Written problem: Send back the records in full, character for character.

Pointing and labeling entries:
-------

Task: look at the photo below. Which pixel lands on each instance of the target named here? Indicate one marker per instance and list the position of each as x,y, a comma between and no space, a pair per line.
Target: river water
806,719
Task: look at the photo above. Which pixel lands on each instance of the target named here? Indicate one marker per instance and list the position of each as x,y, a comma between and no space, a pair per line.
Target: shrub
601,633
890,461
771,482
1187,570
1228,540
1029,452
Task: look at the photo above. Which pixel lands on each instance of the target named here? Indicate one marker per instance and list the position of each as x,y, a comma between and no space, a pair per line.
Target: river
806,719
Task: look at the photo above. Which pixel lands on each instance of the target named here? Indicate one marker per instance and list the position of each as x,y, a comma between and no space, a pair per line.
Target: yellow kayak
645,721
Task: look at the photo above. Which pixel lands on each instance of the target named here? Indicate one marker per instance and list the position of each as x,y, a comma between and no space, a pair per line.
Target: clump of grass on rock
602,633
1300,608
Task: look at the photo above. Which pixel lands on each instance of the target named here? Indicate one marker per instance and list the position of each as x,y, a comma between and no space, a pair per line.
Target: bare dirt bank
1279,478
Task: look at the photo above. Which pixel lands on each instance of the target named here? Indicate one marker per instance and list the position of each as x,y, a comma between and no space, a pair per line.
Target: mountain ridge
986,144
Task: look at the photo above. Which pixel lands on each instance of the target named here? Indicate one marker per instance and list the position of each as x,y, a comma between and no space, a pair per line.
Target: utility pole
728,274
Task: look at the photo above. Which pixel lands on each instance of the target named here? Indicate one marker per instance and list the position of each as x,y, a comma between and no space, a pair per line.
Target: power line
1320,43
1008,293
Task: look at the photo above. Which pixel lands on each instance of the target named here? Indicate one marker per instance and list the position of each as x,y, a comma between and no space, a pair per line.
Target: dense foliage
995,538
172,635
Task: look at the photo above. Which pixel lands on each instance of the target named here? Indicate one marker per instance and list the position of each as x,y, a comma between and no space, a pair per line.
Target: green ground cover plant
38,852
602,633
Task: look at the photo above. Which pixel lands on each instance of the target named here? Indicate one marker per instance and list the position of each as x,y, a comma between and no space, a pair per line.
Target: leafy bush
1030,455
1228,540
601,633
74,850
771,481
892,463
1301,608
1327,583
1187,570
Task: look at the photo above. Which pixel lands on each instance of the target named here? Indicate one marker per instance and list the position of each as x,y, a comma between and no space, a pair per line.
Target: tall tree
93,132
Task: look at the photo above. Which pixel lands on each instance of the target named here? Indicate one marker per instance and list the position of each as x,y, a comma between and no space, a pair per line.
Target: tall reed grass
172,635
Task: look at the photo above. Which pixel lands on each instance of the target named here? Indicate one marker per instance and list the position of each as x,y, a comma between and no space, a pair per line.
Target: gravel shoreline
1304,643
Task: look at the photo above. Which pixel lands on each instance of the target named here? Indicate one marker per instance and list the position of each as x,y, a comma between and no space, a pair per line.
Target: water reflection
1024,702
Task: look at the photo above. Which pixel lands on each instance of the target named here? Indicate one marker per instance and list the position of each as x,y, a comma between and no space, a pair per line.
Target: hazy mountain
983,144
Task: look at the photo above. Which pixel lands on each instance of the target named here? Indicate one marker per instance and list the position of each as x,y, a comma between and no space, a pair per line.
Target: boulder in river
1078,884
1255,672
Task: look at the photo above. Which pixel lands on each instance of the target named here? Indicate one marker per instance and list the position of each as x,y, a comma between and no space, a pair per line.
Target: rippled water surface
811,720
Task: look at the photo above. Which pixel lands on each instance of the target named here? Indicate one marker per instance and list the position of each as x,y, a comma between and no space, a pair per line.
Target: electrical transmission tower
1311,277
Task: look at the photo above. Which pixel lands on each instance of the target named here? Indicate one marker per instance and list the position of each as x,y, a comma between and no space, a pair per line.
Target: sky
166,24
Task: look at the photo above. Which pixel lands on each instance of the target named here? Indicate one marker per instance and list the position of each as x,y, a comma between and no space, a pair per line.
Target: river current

-------

Result:
Task: look at the photo below. Which pixel lands on each instance of the target named here? Indicate one marker per instance and list the position of each as x,y, a comma between and no space, a pair per line.
Target: river water
806,719
Task: look at the photo above. Which pixel lands on each instance of the target named here? Indicate one marker per instance and list the position of each as x,y, a comma between and no space, a pair per line.
Target: shrub
601,633
890,461
771,482
1187,570
1228,540
1029,452
Task: look at the photo above. Which pixel lands on each instance of the target named here? Indicate one marker per instance and list the position of each as x,y, a comma between and no space, a pair per line.
Target: river
806,719
Task: look at the photo above. Which pixel lands on each instance of the target named here? Indicate one marker per instance and list the position of each as x,y, a comma between and no space, a pair per line.
Target: yellow kayak
645,721
Task: look at the photo above. Which pixel lands on each instance of the target named here? Indicate one marker per instance and list the position of each as x,y, a comma between and no space, a pair per line.
Target: clump of grass on rock
602,633
1300,608
Task: look at the photo above. Which pixel lands on each instance of the target named here? Indicate one marker per instance and list the position of each as x,y, a comma between and no space, a pair per line.
Target: bare dirt bank
1279,478
Task: look at the photo above. Which pixel lands on each instance of the target named here? Indicate one marker per instance and list the position of each as x,y, a comma between and no space, a pair per line.
Target: mountain ridge
986,144
Task: look at the photo above. Which pixel lands on each instance of the target named here? Indicate one marker per instance and list the position of each as x,y, a comma between and no space, a pair per line.
Target: utility pole
728,274
Task: look at the photo above. Which pixel lands on each instance of the target named here? Indicate one marker per instance and list the position of each as x,y, a comma between and no space, a pair per line.
Target: power line
1320,43
1008,293
Task: look at the photo above. Which pixel lands on each instance of the target named here? Indicate one marker per instance and list the position of each as x,y, a comma between and no space, a pair per line.
Target: dense foliage
995,538
172,635
Task: look at the photo above. Which pixel lands on each instance of the target named here? Indicate one marker per instance and list the position of each as x,y, a comma between and no space, a pair per line.
Target: green ground cover plant
38,852
602,633
Task: look at the photo above. Which pixel lands on each instance of the target named here? Indicate one marker per instance and list the position of each as x,y, a comma between and no space, a pair per line.
Target: leafy bush
1030,455
1228,540
601,633
74,850
771,481
892,463
1301,608
1327,583
1187,570
Task: look at the photo above. Which pixel lands on each instance of the target named here? Indicate one marker per instance and list the position of each as x,y, a comma between and no space, a pair per line.
Target: tall tree
93,132
Task: look at the photo above. Which pixel lands on each instance of the target named here? Indicate one marker per instance and list the position of each as x,y, a comma between and no space, a pair per line.
Target: tall reed grass
172,635
Task: look at the photo above. Which pixel lands on each instance of the target named here? Indicate one marker per instance and list the position of each as x,y, a comma between and no space, a pair per line.
Target: gravel shoreline
1304,643
Task: look at the photo above. Which pixel lands on each instance of the target named here? Indicate one marker per instance and list the position of each as x,y, a comma between and no space, a pair per line.
Target: water reflection
1024,702
Task: look at the photo above. Which pixel lands on each instance of the target named here? Indicate one marker per instance and list the position of each as x,y, a comma between and no space, a pair per line.
Target: hazy mountain
983,144
Task: look at the photo above. Which pixel lands on each instance of the target named here? Indicate one marker per instance and list the position of each as x,y, a comma between and no space, a pair per line.
Target: boulder in river
1078,884
1255,672
Task: look at the photo above. Which pixel lands on each instance of the target named here? Indicate one marker per instance and list the position of each as x,y, a comma between and no space, a pair per line.
Target: rippled water surface
811,720
Task: look at the photo above. Which pixel lands on each instance of the target named here? Indicate one marker per instance and list the position of each as x,y, a comma between and no space, a pair per line.
Target: electrical transmission tower
1311,277
Task: look at the photo above. Which pixel lands on each instance of the target named here? Indicate one marker per instance and list the position of each as x,y, a comma between and no space, a pair per line.
Target: sky
166,24
Task: look at the photo above. Which pixel lands on each instance of the target named here? Indicate one marker per instance and list the position of each as x,y, a comma between and no space, a pair per line.
Target: river current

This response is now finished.